## THE TASK:
Give again, word for word, every line in the entries below from the line with "Planogram-check task. Target: tree" up to and including the line with "Planogram-check task. Target: purple shorts", and no other line.

## EXERCISE INPUT:
************

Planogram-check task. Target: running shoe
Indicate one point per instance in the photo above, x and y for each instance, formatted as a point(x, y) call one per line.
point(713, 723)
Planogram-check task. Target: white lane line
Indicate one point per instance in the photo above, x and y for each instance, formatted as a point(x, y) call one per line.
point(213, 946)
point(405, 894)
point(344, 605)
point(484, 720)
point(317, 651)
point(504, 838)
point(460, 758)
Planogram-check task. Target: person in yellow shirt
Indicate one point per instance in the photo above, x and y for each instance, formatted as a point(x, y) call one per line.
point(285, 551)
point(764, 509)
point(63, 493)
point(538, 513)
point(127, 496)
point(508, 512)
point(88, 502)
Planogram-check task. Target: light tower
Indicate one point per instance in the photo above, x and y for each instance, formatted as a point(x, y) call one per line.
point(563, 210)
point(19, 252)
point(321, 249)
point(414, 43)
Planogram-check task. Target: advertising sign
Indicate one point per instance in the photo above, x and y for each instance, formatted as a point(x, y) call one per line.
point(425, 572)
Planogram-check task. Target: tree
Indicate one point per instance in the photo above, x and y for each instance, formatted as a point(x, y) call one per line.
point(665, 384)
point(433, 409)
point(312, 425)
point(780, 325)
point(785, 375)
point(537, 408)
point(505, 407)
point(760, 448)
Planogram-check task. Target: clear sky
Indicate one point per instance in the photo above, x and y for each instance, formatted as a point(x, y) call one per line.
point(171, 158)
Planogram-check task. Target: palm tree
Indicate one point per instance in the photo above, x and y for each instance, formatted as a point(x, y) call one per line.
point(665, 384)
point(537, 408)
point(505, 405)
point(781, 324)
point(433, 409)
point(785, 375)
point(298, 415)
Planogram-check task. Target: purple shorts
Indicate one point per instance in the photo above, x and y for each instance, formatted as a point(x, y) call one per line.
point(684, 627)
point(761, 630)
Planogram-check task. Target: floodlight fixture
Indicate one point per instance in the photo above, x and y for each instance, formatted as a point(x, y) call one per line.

************

## SOLUTION BELOW:
Planogram-check task. Target: tree
Indicate one point per instance in the photo above, x and y for each instance, formatted as a point(x, y) call one per line.
point(665, 384)
point(433, 409)
point(312, 425)
point(780, 325)
point(785, 375)
point(537, 408)
point(505, 407)
point(760, 448)
Planogram-check task. Target: clear sky
Indicate one point per instance in the photo above, x and y for each instance, formatted as a point(x, y) call one per line.
point(171, 158)
Planogram-check task. Target: palm tree
Indicate one point per instance in the photo above, x and y for each instance, formatted as a point(x, y) call one per line.
point(665, 384)
point(537, 408)
point(505, 405)
point(781, 324)
point(433, 409)
point(785, 375)
point(298, 415)
Planogram-check task. Target: purple shorts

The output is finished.